§ **TESTO**

>>>

Tempo di emergenza sanitaria: per le scuole un periodo difficilissimo, come pure per le famiglie e per i nostri figli. Eppure, nel marasma generale e nello scoramento che spesso ne consegue, ci sono tanti che si sono rimboccati le maniche e stanno lavorando per trasformare le difficoltà in opportunità. In molte scuole paritarie, in particolare, si sta inaspettatamente rivitalizzando quella alleanza educativa con i genitori da cui esse hanno avuto origine e tratto linfa, ma che poi, nel tempo, rischia di sbiadirsi per lasciare il posto al classico gioco delle parti istituzione-famiglia. È per evitare questo appiattimento che l’Istituto Tirinnanzi di Legnano ha appena inaugurato una “Scuola per genitori e insegnanti” con Luigi Ceriani (psicologo, psicoterapeuta, docente all’Università Cattolica di Milano), dal titolo “Dall’emergenza educativa all’educare nell’emergenza. La scuola tra presenza e distanza”, proprio per venire incontro alle richieste di aiuto giunte dalle famiglie. Ne abbiamo parlato con la professoressa Paola Balducci, coordinatrice didattica dell’Istituto.
Professoressa Balducci, come è nata l’idea del corso genitori: per una intuizione “astratta” o sono avvenuti fatti significativi che vi hanno spinto in questa direzione?

<<<

Elenca tutte le qualifiche che il testo attribuisce a Luigi Ceriani.

§ **MATERIALE**

>>>

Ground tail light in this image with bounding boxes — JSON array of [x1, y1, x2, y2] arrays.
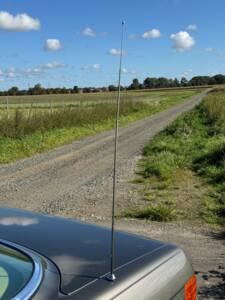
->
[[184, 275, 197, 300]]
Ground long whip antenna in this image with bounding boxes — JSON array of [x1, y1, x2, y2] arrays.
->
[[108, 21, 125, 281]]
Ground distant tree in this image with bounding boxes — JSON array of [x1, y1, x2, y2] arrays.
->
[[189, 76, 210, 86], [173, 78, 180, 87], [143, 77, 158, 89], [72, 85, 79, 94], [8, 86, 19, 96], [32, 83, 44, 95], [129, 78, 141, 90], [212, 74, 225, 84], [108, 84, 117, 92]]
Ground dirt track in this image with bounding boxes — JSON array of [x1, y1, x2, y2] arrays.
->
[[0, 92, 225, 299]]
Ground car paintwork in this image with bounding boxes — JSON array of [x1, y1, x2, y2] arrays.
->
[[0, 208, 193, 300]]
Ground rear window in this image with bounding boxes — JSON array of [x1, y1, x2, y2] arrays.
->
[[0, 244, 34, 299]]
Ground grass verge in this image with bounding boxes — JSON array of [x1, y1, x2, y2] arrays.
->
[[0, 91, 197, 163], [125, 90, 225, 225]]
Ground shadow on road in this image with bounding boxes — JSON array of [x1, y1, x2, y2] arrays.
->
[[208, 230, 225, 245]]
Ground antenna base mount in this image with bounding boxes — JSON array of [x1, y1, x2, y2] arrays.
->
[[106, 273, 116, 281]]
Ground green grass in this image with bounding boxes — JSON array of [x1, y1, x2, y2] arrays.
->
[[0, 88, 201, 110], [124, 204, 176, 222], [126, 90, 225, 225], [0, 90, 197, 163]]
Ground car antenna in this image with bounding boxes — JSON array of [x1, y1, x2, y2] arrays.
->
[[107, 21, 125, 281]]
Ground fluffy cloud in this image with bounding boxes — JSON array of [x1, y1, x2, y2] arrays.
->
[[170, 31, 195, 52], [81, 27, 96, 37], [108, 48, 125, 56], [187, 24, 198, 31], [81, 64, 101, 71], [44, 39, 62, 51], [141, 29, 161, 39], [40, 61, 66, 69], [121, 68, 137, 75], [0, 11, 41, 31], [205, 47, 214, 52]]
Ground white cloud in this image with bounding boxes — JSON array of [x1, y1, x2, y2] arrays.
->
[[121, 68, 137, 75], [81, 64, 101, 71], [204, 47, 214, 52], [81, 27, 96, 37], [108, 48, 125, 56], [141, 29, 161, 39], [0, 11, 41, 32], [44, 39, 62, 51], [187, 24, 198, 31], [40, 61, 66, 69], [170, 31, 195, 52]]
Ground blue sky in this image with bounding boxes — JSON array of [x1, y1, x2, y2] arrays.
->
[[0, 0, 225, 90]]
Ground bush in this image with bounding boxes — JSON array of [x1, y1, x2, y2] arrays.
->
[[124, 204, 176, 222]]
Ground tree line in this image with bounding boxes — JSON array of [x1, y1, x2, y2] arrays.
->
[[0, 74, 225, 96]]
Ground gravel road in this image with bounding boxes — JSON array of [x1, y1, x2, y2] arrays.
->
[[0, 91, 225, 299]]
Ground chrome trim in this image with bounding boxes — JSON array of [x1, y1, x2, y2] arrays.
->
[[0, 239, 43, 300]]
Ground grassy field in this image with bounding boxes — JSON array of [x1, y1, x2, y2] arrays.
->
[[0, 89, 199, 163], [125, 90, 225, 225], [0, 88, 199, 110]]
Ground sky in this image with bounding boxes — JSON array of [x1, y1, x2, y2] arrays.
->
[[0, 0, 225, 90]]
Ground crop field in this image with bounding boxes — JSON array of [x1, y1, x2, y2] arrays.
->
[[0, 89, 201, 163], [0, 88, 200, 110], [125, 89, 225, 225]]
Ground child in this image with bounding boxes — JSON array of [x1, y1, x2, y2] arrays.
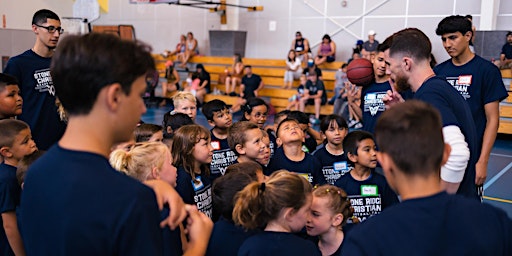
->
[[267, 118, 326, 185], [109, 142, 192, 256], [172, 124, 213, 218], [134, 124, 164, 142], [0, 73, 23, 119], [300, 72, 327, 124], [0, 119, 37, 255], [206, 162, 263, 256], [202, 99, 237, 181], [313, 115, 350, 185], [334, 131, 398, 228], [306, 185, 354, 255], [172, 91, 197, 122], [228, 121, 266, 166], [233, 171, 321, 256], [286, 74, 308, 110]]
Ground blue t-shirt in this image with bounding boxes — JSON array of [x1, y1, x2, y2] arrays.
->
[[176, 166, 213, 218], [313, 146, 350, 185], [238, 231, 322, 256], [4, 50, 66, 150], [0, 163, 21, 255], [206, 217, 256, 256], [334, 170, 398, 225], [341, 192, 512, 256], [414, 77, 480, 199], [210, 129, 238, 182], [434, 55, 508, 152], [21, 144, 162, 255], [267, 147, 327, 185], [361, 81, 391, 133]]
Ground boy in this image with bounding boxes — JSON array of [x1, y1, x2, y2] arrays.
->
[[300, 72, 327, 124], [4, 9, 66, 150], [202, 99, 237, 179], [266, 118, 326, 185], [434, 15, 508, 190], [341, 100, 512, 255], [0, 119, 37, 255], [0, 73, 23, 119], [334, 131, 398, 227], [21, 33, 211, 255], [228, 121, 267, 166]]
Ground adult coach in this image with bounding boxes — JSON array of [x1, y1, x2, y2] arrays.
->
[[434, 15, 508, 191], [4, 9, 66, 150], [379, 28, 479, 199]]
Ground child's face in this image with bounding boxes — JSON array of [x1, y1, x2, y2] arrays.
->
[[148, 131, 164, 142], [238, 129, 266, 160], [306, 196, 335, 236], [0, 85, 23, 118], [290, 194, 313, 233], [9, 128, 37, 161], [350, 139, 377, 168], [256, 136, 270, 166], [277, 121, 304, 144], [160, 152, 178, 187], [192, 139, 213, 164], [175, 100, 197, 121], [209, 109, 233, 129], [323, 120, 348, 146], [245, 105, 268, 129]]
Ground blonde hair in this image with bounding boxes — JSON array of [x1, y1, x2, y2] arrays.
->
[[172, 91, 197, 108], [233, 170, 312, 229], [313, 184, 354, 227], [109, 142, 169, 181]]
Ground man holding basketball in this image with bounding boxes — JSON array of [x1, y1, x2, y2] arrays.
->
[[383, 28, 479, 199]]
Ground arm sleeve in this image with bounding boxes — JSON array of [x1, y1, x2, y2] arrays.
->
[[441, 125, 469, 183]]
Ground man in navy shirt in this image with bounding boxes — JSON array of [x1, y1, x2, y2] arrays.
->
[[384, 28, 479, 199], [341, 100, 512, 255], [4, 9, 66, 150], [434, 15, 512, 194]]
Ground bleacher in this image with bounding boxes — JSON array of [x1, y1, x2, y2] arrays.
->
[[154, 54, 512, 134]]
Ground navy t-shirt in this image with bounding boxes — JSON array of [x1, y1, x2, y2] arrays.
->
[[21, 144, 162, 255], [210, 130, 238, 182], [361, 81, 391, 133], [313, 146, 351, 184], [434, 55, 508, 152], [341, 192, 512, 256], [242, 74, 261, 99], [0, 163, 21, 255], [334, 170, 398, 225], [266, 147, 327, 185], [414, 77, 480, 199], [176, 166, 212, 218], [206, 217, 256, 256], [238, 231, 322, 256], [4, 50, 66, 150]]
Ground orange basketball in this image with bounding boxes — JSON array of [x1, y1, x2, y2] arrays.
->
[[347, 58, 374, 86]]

<<<

§ **RISULTATO**
Psicologo, psicoterapeuta, docente all’Università Cattolica di Milano.